MATERIAL SHOWN =>
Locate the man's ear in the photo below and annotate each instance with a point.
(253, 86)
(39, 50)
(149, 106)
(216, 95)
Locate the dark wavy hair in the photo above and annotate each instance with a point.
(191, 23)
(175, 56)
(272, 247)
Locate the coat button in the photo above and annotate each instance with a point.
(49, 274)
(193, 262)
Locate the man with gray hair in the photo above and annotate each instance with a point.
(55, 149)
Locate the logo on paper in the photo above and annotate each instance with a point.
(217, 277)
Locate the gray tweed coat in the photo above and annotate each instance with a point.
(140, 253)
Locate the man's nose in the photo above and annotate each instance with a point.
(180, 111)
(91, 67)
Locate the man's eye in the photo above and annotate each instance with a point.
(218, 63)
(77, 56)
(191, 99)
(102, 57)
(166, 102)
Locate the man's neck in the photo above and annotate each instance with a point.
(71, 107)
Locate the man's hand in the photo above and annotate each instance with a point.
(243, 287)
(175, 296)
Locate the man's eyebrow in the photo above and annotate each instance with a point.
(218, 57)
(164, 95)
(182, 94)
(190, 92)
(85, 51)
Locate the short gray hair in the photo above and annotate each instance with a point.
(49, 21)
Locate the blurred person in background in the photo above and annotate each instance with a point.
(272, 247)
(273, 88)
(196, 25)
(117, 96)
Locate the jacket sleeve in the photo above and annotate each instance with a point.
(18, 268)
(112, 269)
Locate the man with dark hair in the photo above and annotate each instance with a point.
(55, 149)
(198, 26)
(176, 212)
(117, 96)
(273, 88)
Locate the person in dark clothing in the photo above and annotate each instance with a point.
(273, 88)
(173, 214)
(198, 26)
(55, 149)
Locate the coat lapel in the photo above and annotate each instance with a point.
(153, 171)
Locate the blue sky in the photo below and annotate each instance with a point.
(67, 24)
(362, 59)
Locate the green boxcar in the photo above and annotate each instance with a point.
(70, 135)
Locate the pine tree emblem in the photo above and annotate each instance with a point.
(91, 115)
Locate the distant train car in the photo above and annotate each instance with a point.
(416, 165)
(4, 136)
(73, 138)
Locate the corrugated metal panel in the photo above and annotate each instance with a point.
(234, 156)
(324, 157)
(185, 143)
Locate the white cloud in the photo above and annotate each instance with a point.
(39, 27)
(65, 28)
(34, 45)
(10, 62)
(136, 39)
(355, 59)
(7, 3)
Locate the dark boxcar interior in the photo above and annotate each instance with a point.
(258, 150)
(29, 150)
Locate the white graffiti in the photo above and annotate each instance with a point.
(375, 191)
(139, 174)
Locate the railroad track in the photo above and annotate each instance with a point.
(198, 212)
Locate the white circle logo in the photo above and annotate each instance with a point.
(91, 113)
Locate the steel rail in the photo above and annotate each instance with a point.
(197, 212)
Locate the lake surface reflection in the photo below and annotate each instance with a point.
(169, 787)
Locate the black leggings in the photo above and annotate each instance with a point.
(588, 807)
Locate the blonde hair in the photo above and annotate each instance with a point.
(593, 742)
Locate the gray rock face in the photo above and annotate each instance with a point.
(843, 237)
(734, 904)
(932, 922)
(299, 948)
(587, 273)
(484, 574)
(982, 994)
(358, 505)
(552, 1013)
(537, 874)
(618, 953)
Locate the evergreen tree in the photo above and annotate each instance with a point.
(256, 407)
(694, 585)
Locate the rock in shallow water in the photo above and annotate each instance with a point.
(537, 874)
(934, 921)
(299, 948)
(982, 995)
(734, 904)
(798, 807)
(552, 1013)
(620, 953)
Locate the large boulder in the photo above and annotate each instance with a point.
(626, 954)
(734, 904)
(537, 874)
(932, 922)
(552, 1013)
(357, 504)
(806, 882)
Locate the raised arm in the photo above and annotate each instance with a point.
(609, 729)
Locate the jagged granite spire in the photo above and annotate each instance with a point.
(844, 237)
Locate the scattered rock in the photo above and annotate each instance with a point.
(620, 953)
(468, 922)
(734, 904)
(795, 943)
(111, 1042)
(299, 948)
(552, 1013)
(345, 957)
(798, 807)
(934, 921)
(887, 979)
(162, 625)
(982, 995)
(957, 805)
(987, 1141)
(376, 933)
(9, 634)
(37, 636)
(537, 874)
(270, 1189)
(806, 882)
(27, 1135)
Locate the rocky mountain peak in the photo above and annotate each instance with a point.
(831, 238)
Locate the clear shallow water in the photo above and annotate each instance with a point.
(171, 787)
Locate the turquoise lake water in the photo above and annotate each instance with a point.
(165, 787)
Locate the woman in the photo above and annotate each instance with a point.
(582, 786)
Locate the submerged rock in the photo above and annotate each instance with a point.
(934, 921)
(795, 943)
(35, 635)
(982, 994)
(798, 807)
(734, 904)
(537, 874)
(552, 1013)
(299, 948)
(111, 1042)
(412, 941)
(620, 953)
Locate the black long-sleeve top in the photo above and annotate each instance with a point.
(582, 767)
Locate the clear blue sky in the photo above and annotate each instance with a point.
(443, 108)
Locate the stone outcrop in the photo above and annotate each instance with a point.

...

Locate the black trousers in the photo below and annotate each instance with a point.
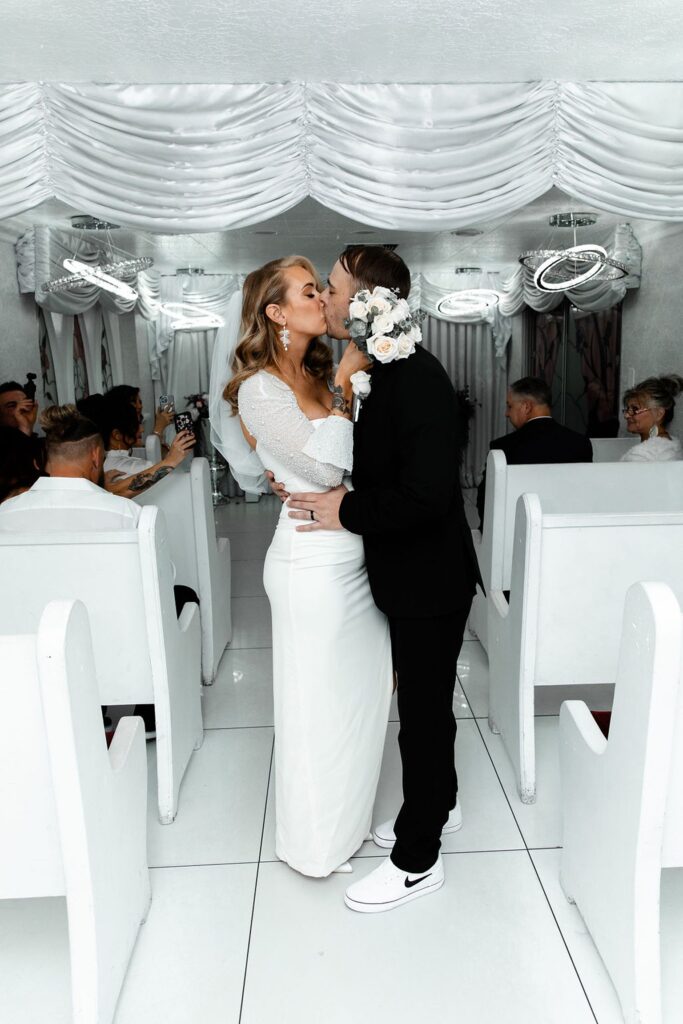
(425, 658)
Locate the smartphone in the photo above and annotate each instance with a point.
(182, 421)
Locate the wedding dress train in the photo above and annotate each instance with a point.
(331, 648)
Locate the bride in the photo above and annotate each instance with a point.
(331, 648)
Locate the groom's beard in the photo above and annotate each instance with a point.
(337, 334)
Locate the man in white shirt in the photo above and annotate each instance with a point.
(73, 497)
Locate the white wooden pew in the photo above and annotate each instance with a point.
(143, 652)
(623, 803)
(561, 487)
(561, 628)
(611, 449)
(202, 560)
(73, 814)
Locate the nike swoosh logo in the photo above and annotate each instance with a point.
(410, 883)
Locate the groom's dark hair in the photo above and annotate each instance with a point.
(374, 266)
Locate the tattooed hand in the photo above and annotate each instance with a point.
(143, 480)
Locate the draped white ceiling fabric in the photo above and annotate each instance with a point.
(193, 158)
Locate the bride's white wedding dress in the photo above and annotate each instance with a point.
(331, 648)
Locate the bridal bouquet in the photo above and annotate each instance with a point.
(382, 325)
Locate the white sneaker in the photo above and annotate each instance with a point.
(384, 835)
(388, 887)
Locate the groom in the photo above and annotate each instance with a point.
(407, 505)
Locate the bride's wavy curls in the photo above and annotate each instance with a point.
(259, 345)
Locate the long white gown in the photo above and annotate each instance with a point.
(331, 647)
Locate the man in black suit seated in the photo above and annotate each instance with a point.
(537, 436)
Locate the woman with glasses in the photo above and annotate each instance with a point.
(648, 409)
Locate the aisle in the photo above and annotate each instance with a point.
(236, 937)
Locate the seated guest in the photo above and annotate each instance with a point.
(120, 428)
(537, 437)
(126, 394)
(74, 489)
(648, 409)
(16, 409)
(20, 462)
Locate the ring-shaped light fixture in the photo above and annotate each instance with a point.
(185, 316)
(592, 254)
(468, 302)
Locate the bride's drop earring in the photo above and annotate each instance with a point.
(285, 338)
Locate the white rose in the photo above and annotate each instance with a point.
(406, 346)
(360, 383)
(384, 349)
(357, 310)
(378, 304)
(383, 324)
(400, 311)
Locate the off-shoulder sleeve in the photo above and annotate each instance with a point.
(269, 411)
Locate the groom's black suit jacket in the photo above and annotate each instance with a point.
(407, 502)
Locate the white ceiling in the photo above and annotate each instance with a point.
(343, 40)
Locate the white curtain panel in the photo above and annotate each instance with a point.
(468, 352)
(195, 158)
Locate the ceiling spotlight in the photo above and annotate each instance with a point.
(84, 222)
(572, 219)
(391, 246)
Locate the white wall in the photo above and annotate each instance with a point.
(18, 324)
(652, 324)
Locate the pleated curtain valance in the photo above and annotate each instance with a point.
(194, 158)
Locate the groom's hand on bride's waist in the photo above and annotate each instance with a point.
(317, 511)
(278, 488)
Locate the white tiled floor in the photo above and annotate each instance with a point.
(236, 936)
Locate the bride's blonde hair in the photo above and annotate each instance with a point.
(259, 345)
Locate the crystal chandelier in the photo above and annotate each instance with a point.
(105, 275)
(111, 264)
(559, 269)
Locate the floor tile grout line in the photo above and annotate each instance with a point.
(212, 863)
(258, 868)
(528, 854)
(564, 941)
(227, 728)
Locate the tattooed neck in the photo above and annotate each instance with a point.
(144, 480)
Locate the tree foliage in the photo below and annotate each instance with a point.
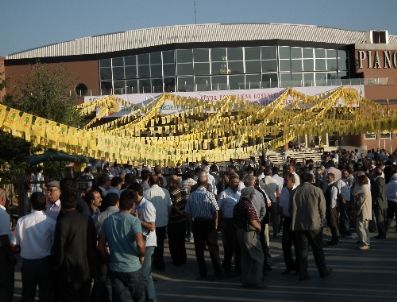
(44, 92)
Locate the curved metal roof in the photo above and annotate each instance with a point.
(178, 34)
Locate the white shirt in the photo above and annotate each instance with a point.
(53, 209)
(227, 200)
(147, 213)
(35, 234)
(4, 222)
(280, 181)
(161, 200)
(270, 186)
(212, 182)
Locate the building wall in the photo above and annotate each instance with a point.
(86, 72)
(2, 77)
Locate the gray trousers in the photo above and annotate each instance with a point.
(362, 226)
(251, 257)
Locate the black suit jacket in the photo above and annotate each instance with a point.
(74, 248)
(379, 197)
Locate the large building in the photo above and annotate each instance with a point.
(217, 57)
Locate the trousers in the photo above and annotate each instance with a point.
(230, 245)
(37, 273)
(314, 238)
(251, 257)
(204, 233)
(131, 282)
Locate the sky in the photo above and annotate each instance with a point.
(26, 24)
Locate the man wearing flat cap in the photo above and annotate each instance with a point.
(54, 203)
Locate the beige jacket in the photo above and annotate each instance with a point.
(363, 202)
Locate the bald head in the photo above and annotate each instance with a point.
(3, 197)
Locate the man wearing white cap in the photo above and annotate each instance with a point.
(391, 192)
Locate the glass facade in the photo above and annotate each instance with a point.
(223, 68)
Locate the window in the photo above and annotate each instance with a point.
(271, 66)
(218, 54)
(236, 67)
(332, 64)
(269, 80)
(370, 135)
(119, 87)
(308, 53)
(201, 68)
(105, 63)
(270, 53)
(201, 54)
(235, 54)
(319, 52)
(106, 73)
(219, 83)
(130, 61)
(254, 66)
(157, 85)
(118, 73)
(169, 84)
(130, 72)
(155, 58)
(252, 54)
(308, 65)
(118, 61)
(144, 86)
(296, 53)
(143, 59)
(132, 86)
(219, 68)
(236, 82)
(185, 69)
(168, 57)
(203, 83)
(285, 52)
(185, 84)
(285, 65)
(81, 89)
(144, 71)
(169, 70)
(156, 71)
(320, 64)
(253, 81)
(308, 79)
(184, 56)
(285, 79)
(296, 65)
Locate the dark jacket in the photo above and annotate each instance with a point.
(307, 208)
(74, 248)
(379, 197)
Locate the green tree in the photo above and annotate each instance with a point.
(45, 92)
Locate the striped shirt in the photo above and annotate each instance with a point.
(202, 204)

...

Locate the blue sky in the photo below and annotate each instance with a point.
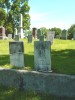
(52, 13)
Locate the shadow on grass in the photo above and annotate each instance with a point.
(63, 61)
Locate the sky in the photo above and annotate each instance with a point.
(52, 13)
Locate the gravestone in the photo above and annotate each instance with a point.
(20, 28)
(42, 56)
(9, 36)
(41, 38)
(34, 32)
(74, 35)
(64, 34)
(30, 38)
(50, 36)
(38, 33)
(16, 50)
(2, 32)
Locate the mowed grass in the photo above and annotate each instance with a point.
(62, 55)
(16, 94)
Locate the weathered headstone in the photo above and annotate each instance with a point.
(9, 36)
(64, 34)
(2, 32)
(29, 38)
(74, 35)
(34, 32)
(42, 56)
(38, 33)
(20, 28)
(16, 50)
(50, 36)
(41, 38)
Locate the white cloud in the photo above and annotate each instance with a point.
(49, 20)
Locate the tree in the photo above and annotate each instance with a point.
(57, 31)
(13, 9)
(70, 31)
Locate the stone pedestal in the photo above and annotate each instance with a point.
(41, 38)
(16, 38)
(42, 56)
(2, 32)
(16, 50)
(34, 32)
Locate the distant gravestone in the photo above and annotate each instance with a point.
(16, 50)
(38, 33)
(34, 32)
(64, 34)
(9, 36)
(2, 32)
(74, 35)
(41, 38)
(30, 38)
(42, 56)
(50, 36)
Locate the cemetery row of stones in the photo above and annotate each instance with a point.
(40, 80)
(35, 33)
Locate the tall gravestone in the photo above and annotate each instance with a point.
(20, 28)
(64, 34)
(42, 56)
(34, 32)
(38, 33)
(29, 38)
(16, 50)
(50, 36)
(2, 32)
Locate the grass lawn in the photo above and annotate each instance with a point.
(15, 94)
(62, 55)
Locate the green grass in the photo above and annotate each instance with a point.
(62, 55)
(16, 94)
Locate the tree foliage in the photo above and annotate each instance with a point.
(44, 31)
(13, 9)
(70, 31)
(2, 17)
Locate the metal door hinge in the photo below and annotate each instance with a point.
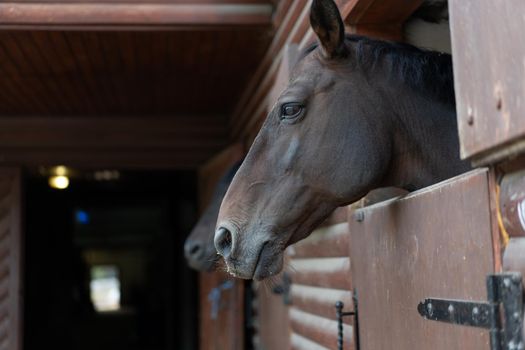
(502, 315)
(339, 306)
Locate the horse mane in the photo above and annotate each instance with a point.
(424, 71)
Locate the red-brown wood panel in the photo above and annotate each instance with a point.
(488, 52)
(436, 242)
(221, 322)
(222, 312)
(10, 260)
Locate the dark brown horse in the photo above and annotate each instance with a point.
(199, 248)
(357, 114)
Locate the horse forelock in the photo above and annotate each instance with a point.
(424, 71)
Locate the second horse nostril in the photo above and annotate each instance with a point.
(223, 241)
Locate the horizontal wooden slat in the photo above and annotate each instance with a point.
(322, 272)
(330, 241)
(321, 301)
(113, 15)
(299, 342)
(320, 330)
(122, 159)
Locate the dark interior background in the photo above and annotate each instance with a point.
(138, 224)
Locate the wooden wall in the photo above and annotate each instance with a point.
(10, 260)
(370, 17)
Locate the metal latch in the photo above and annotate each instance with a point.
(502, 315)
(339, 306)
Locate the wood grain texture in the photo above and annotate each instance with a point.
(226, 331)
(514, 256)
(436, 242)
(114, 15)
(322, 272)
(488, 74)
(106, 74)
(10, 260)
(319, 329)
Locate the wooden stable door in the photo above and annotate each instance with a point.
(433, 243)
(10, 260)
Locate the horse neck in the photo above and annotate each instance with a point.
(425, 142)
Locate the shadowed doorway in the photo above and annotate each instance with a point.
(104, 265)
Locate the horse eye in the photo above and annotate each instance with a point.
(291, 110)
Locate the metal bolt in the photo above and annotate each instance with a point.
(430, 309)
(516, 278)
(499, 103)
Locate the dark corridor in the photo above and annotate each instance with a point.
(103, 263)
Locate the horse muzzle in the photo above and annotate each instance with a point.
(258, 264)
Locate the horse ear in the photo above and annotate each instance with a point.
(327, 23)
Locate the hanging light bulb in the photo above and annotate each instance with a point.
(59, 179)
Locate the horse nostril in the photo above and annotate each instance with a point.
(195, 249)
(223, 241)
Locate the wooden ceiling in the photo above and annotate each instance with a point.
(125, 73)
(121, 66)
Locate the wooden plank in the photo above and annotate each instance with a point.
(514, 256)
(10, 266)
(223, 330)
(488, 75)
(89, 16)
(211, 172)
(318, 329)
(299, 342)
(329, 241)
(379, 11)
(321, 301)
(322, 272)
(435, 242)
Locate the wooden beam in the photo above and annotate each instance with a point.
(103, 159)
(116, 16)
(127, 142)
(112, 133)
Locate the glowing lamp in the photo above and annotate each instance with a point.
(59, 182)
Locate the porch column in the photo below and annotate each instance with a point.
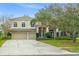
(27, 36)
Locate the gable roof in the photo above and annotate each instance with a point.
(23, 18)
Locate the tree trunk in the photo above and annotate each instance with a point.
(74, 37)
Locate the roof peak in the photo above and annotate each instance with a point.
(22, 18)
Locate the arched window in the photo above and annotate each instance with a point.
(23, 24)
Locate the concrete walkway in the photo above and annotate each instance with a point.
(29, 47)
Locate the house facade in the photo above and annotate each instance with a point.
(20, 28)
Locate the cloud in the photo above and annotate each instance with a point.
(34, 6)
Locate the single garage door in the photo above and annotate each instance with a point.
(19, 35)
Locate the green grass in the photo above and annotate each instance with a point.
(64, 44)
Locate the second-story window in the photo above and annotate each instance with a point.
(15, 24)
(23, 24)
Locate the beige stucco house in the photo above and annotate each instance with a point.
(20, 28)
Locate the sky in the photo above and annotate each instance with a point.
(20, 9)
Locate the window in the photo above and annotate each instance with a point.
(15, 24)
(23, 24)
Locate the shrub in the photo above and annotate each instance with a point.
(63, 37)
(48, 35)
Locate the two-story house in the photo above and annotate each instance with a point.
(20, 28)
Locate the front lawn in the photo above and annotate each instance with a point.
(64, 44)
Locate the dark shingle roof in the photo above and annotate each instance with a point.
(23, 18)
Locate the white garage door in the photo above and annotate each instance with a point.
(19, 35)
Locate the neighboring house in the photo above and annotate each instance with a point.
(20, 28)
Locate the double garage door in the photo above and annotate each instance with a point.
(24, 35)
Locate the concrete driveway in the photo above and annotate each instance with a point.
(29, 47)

EXERCISE INSTRUCTIONS =>
Pick out each line of the listing above that contains the word "train" and copy those lines.

WRITTEN ANSWER =>
Locate the distant train car in the photo above and annotate each instance with a point.
Locate the wedding dress train in the photo above and annotate each instance with a point.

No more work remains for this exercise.